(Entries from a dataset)
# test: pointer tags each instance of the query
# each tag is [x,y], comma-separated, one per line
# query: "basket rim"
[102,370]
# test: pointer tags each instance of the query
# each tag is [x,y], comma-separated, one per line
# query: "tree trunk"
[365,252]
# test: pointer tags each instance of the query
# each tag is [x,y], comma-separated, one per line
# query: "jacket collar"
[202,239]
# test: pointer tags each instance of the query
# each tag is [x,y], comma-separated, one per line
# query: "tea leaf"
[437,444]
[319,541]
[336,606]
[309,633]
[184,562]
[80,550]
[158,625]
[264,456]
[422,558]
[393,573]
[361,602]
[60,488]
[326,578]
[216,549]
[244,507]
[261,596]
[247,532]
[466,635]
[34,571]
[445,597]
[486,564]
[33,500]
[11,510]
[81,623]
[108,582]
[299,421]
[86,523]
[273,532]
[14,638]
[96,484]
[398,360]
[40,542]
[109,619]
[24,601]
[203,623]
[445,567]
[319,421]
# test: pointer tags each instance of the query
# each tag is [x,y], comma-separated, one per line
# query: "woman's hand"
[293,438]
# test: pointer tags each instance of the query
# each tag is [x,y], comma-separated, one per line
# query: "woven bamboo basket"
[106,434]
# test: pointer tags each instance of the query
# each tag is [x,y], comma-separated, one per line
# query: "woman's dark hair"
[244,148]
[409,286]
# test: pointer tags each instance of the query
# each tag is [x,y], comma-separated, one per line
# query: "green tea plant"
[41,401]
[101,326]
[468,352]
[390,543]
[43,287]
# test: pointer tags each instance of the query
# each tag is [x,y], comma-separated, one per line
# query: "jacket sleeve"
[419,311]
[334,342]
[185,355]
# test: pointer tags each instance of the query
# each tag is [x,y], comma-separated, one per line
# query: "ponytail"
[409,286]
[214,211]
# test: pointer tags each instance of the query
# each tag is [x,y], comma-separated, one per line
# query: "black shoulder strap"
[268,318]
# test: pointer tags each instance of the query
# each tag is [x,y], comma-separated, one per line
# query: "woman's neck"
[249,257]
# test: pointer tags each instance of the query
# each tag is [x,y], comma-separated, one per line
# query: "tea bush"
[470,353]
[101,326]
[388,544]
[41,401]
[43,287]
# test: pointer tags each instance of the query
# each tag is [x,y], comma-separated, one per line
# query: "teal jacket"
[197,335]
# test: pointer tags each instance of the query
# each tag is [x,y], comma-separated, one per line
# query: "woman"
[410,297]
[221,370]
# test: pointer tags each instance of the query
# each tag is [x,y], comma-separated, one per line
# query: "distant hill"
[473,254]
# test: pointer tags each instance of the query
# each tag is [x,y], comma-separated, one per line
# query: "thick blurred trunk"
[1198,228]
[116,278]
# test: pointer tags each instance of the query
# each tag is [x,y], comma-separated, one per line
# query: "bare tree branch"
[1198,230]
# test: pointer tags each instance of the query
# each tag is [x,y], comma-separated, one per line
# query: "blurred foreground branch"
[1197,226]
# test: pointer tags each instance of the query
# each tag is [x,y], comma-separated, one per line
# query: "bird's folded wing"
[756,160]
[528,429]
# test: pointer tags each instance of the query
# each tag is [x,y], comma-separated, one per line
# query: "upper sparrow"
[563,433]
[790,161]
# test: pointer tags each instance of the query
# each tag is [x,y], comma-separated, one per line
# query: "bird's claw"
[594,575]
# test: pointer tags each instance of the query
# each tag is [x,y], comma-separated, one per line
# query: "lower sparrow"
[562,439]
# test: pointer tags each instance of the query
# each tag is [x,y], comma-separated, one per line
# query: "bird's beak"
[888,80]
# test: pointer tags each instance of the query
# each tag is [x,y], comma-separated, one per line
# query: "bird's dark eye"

> _WRITTEN EXERCISE_: The listing above must be transcribed exactly, line by line.

> _RESPONSE TO THE EXERCISE_:
# test: pointer tags each instance of the query
# each tag is [x,y], comma-separated, one per line
# query: "basket rim"
[102,370]
# test: pointer tags each instance of the query
# each tag is [x,y], comma-separated, one per line
# query: "tree trunk"
[365,252]
# test: pointer tags each instance of the query
# each tag is [x,y], comma-separated, one per line
# query: "jacket collar"
[202,239]
# test: pointer tags each instance of the query
# each tag is [x,y], comma-separated, one per line
# query: "tea leaf"
[437,444]
[319,541]
[336,606]
[309,633]
[184,562]
[80,550]
[158,625]
[264,456]
[422,558]
[393,573]
[361,602]
[60,488]
[326,578]
[216,549]
[244,507]
[261,596]
[247,532]
[466,635]
[34,571]
[445,597]
[486,564]
[33,500]
[11,510]
[81,623]
[108,582]
[299,421]
[86,523]
[273,532]
[14,638]
[96,484]
[398,360]
[40,542]
[109,619]
[24,601]
[203,623]
[445,567]
[319,421]
# test: pointer tags each instance of the query
# each tag is [x,y], comma-separated, one per line
# query: "woman's hand"
[293,438]
# test: pointer tags each instance of the query
# each tag is [x,y], comma-separated, one per line
# query: "woven bamboo basket"
[106,434]
# test: pointer tags each instance of the query
# each tag is [x,y], comma-separated, one per line
# query: "woman's dark hair"
[244,148]
[409,286]
# test: pointer tags each instance of the query
# each tag is [x,y], comma-separated, one per line
# query: "green tea plant"
[41,401]
[101,326]
[468,352]
[390,543]
[43,287]
# test: pointer tags each instance of the query
# each tag is [x,y], comma-separated, one per line
# query: "jacket sleeve"
[419,311]
[334,342]
[185,355]
# test: pointer tags each instance of the query
# each tag is [x,y], comma-separated, one per line
# query: "ponytail"
[409,286]
[214,211]
# test: pointer tags each instance of the query
# each tag is [x,y], comma-separated, one per line
# query: "black shoulder strap"
[268,318]
# test: pointer tags each instance of the query
# each tag is [x,y], comma-separated, one per line
# query: "woman's neck"
[249,257]
# test: pointer tags each instance of the query
# each tag is [x,y], comma-separated, one per line
# query: "tea bush"
[470,353]
[101,326]
[388,544]
[41,401]
[43,287]
# test: pointer tags each instance of the query
# each tag is [x,y], comma-separated, one per line
# query: "teal jacket"
[197,335]
# test: pointer tags each instance of the query
# each tag is [x,y], comma-separated, one per line
# query: "woman"
[410,297]
[221,370]
# test: pointer tags each instance of the query
# each tag is [x,y], comma-separated, one per line
# query: "distant hill"
[473,254]
# test: pointer tags each instance of the query
# each tag is [x,y], comma-separated, one per line
# query: "thick blurred trunk"
[1198,228]
[116,278]
# test: pointer tags each instance of the query
# each tag is [x,y], comma-separated, one per line
# query: "bare tree branch"
[1198,230]
# test: pointer tags each instance of the query
# each tag is [x,y], comma-separated, one per line
# query: "blurred foreground branch"
[1197,226]
# test: pointer tags each instance of the query
# each tag is [x,y], comma-separated, one per line
# query: "bird's folded wing"
[756,160]
[528,429]
# test: pointer tags each instance of the query
# each tag is [x,y], comma-separated, one per line
# query: "upper sparrow"
[563,433]
[790,161]
# test: pointer tags each instance of the query
# each tag is [x,y], comma-separated, one per line
# query: "bird's claw"
[594,575]
# test: pointer tags each instance of the query
# each tag is [x,y], comma-separated, one per line
# query: "lower sparrow"
[562,439]
# test: pointer tags each instance of the query
# each tag is [x,y], comma-separated, one per line
# query: "bird's beak"
[888,80]
# test: pointer tags each instance of the query
# each tag is [x,y], comma-separated, one per line
# query: "bird's dark eye"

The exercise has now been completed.